• 提取条目
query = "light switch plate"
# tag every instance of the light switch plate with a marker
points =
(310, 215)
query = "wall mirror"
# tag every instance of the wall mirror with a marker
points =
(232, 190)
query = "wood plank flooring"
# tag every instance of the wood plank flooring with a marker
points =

• 任务说明
请统计上述各行中含有字符串“flooring”的行数，仅给出数字。

• 任务结果
2